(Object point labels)
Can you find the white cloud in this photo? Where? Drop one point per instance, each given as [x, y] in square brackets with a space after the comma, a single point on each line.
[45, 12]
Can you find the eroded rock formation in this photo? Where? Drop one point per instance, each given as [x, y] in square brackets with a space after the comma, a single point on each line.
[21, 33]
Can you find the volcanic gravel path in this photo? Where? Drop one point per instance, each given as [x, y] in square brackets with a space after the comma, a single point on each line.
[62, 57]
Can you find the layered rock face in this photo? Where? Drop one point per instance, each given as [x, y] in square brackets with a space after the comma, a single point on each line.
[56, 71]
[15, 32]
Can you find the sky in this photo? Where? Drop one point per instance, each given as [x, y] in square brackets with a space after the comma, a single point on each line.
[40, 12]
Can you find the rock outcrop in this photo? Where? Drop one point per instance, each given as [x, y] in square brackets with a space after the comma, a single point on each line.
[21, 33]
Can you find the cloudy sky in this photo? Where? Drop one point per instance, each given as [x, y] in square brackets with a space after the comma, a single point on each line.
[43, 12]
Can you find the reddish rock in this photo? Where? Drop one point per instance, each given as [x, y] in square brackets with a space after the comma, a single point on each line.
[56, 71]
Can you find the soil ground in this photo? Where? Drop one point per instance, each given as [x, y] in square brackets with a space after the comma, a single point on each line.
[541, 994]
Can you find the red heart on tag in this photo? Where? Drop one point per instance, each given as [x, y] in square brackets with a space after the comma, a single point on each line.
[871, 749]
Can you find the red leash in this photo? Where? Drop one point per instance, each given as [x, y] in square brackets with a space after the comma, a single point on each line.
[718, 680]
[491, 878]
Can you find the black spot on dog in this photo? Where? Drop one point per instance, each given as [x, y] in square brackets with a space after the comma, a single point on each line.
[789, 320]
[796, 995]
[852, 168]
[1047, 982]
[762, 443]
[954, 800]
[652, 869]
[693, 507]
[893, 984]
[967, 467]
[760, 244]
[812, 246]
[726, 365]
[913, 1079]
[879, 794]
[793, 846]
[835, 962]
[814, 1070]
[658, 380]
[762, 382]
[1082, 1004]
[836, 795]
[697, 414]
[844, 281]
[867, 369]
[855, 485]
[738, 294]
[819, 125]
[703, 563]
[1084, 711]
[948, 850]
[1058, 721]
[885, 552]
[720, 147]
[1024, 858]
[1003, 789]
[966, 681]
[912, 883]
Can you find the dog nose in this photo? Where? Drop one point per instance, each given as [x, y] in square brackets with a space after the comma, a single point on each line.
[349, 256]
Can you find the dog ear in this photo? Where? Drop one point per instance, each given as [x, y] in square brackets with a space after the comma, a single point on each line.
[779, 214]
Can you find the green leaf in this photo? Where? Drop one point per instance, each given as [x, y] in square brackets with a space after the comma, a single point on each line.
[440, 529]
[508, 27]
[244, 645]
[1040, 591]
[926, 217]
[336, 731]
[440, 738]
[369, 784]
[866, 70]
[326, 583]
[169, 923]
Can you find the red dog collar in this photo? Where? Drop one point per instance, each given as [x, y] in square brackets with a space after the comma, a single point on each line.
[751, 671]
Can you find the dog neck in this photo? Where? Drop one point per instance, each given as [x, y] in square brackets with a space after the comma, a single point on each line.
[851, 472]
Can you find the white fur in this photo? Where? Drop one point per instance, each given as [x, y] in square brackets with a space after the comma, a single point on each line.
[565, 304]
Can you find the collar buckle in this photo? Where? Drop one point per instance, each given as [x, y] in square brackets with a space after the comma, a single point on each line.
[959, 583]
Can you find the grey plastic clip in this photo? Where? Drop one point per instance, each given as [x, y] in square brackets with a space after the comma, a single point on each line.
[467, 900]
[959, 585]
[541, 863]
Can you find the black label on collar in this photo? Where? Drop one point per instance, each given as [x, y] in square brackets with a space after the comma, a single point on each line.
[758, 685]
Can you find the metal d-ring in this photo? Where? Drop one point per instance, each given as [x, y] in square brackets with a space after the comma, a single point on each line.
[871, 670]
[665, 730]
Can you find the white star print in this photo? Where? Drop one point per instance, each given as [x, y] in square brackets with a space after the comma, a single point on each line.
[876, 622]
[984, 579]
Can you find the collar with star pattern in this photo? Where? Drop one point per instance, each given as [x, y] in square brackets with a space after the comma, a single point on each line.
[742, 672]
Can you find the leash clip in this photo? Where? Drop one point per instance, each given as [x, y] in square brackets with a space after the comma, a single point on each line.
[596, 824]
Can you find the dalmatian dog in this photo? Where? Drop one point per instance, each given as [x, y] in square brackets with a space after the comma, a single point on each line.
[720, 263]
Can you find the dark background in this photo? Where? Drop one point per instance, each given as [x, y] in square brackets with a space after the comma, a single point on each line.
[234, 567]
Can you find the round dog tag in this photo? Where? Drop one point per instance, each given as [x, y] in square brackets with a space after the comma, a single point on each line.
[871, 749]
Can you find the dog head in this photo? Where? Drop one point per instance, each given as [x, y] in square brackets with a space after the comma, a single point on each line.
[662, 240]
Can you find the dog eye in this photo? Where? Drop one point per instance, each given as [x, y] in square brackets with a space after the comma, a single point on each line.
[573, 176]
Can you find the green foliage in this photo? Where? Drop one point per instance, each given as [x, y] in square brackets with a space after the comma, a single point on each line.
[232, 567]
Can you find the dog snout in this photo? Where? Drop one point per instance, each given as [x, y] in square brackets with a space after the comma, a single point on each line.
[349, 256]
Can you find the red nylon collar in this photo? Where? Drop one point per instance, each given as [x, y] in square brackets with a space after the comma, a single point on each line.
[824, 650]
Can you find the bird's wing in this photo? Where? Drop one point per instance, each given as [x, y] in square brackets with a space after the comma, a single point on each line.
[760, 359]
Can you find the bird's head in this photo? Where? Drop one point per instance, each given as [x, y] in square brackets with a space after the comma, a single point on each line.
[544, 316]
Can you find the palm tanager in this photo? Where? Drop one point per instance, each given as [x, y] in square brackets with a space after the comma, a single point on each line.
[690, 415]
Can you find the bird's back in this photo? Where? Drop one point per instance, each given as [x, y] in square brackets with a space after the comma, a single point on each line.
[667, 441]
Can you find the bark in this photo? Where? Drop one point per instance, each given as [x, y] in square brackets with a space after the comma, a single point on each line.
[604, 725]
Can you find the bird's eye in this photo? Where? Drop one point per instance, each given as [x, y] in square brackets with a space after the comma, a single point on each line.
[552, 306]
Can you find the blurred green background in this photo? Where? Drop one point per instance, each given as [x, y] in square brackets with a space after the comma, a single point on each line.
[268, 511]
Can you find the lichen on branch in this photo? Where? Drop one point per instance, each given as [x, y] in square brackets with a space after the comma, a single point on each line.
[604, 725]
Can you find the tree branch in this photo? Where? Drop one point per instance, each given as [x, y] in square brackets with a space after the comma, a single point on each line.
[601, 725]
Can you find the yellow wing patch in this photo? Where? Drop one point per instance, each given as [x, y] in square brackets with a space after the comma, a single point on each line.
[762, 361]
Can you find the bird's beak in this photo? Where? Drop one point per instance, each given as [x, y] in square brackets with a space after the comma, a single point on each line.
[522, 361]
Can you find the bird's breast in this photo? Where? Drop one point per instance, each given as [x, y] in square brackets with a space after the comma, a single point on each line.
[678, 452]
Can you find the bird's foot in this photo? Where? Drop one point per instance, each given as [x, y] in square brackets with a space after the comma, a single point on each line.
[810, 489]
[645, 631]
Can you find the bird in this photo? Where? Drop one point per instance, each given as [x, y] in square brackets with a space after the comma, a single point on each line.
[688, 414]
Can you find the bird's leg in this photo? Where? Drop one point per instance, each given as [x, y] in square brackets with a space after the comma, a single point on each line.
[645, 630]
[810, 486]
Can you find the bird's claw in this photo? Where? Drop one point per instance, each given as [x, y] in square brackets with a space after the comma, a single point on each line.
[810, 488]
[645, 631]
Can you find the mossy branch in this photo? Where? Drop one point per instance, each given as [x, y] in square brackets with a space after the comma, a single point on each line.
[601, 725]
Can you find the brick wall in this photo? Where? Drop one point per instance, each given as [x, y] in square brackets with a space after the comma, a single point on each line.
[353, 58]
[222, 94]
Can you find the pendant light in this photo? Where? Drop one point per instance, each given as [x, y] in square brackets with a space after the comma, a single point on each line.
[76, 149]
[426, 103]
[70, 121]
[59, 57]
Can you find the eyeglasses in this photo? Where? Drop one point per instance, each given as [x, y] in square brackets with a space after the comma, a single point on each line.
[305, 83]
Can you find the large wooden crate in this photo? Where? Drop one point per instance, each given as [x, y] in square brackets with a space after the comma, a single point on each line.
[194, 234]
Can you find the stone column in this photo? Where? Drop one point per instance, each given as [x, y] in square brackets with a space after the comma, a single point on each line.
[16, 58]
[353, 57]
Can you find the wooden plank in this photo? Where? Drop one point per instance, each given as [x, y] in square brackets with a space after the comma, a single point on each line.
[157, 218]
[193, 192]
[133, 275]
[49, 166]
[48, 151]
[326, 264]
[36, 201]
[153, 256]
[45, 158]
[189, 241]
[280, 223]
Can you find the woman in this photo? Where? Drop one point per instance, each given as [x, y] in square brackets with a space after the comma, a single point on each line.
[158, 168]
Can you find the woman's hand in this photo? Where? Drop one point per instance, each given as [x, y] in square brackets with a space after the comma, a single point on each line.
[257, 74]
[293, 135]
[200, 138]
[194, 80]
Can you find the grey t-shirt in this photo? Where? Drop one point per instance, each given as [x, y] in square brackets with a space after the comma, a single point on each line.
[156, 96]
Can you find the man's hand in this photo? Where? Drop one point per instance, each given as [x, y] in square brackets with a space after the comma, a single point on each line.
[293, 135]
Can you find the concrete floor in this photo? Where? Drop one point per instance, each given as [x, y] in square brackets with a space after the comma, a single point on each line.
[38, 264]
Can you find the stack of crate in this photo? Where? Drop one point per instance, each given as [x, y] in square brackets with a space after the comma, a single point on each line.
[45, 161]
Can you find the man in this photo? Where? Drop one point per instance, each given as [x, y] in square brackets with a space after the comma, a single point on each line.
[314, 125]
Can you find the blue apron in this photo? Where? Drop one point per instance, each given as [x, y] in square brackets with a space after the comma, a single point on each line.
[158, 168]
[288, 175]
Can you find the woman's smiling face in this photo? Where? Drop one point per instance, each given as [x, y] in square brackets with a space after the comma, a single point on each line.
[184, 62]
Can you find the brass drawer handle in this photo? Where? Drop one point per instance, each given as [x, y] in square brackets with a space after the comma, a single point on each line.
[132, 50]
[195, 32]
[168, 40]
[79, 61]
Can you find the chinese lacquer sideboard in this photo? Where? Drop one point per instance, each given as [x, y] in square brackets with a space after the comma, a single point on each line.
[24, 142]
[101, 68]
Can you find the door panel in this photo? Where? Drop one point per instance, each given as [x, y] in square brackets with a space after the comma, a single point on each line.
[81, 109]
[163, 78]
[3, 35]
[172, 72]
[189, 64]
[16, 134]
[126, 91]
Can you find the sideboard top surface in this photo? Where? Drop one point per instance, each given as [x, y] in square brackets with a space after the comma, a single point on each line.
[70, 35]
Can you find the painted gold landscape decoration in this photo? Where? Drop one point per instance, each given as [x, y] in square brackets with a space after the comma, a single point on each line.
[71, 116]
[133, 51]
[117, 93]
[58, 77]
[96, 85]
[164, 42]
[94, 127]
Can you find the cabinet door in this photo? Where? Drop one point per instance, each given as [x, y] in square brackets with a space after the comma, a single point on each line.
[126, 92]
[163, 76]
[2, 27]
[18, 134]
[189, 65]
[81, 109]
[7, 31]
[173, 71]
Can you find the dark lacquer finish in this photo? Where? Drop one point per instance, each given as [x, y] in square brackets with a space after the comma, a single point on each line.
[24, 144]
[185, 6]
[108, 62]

Required task ▸ In the listing above, find the line with "Can you find the sideboard" and set down that line and all after it exactly, through the final line.

Solution for this exercise ▸
Can you find the sideboard top surface in this photo? Where? Drop one point per instance, each given as [x, y] in square brackets with a space after the comma, a single point on each line.
[70, 35]
Can you find the painted gold landscape decoration in this photo? Where? Drop one point per instance, each given as [x, y] in square brackets with a space after the comma, a single point on each line.
[71, 116]
[133, 51]
[117, 93]
[58, 77]
[96, 85]
[164, 42]
[94, 127]
Can you find the cabinet door in this photo? Where? Drop one point per instance, each given as [x, y] in square brackets with a space after the comma, a single point on each line.
[126, 92]
[163, 76]
[2, 27]
[18, 134]
[189, 65]
[81, 109]
[7, 31]
[173, 71]
Can you find the dark lacquer finish in this photo? Where? Drop one point per instance, each given as [x, y] in square brackets with a space after the comma, a single point on each line.
[24, 144]
[185, 6]
[108, 62]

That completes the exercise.